Document section Start Marker

Materials science breakthroughs are making it possible
to precisely program the properties of biomaterials to make them
'bioactive.'
The use of foreign materials in the human body has an
impressively long history. In approximately 600 A.D, the Mayans
used mother of pearl to fashion dental implants that apparently
integrated with bone. An iron dental implant dating back to 200
A.D. has been found in Europe. The use of sutures has an even
longer history, stretching back some 32,000 years. Fastforwarding
through the centuries, elephant ivory was used to fashion the first
documented hip implant in 1891.
Most biomaterials used over the course of history were intended
to be biopassive-simply tolerated by the body. This is beginning to
change, however, as there is increasing demand to create
biomaterials that support the field of regenerative medicine. In
the meantime, inert biomaterials are also continuing to evolve.
Three Generations of Biomaterials
DSM
Biomedical (Berkeley, CA; www.dsm.com) classifes
inert biomaterials, which include everything from nitinol to
ceramics, as the first generation of biomaterials. Such materials
have traditionally been selected based on their physical
properties, which should closely approximate the tissue they are
meant to replace. They have also been selected for the degree to
which they are biopassive and nontoxic. "In orthopedics, this type
of first-generation-biomaterials thinking is best seen in total
artificial joints," says William Fuller, director of business
development at DSM Biomedical. "Knee and hip replacements stand out
as clinical successes, since there are over one million performed
annually, resulting in improved quality of life and a return to a
more active lifestyle for many patients."
There continues to be innovation among such first generation
biomaterials, Fuller says, pointing to DSM's Dyneema Purity fibers
as an example. Described by the company as the "world's strongest
medical fiber," Dyneema Purity is being applied to cardiovascular
applications such as reinforcing vascular balloon catheters. The
applications of the material in the orthopedic device market is
growing as well, where it appears in high-strength sutures used in
rotator cuff repairs, fixation devices for ACL repair, and spine
devices ranging from annulus repair to total disc replacement. The
company foresees expanded use of the material in ligament
fixations, in which the material's very low stretch results in a
rigid fixation that can improve the chance of rapidly readhering
torn ligaments to the bone.

Document section End Marker

## Task
Answer these questions from the text on biomaterials:
1. What material did the Mayans use to fashion dental implants in approximately 600 A.D.?
2. What material was used for the first documented hip implant, and in what year?
3. How many knee and hip replacements are performed annually, according to William Fuller?

Data for review Start Marker

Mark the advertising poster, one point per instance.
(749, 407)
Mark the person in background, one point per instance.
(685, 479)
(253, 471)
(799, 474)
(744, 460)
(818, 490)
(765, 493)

Data for review End Marker

## Final answer
1. Mother of pearl.
2. Elephant ivory, in 1891.
3. Over one million.